> [Short exercise]:
How many lines of the data below contain the string "orange", matching case exactly? Reply with the number alone.

========================

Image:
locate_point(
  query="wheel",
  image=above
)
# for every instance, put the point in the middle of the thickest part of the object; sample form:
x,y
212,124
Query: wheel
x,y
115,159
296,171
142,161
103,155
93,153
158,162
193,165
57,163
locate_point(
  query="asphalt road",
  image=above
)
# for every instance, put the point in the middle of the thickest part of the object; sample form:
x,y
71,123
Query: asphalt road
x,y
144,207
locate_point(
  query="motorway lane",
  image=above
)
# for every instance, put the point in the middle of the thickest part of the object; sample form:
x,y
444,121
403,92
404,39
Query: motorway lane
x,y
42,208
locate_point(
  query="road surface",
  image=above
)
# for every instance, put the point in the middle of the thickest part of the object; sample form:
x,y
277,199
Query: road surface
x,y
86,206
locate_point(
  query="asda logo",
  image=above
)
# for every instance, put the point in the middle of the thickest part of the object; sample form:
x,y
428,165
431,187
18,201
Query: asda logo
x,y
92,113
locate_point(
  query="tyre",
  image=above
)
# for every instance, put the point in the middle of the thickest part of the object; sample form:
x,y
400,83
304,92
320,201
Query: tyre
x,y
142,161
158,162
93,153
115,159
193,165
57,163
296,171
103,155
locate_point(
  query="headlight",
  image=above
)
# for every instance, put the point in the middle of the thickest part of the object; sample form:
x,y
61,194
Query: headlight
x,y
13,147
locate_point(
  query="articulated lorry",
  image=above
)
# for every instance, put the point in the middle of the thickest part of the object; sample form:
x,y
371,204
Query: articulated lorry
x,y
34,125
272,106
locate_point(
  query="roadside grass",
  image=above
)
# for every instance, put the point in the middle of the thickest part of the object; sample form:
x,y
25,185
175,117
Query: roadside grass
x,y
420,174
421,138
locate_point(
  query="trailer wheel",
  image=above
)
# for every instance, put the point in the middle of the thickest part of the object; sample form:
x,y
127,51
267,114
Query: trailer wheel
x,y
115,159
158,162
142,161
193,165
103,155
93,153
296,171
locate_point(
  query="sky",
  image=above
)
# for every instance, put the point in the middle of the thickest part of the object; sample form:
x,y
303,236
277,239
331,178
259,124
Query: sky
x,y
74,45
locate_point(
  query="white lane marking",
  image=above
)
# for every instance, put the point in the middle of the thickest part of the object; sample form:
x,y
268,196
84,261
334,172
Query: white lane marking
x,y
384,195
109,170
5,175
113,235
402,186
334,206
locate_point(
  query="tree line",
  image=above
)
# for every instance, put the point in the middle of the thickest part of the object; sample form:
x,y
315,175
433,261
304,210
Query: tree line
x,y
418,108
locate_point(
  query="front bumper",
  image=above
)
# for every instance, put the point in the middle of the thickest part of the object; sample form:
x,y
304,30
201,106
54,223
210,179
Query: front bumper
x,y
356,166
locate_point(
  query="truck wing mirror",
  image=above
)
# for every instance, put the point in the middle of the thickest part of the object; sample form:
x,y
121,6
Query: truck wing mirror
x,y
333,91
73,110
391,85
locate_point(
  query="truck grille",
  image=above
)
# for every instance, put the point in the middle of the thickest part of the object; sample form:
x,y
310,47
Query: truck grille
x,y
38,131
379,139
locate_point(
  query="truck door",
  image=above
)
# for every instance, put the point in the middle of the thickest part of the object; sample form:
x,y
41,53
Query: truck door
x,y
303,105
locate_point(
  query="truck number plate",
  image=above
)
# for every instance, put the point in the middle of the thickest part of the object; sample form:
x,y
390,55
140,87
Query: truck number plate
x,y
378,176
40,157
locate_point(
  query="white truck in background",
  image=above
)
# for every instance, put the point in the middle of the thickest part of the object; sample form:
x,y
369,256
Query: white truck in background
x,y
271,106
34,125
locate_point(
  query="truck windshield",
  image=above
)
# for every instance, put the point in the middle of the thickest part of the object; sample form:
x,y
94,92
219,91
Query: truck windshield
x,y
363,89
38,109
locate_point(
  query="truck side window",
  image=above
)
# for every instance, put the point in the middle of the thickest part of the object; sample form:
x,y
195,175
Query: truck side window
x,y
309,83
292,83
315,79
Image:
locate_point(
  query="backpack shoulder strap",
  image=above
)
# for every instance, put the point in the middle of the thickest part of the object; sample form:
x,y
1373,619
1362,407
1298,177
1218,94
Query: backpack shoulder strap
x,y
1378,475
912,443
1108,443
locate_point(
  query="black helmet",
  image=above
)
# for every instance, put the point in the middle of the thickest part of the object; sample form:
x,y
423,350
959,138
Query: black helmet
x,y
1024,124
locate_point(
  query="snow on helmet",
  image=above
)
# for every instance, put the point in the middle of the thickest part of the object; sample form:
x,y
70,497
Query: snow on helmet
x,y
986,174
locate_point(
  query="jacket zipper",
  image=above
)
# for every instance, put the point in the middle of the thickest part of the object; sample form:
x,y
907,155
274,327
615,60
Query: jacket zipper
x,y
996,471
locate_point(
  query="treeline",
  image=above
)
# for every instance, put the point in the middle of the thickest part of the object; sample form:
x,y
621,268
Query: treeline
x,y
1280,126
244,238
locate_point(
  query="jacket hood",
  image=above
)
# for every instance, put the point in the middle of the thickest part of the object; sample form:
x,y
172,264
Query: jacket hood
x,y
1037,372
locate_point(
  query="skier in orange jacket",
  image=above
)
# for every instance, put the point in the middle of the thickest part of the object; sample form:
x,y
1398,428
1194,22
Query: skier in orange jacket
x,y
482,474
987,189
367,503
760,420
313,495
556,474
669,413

========================

> [Full output]:
2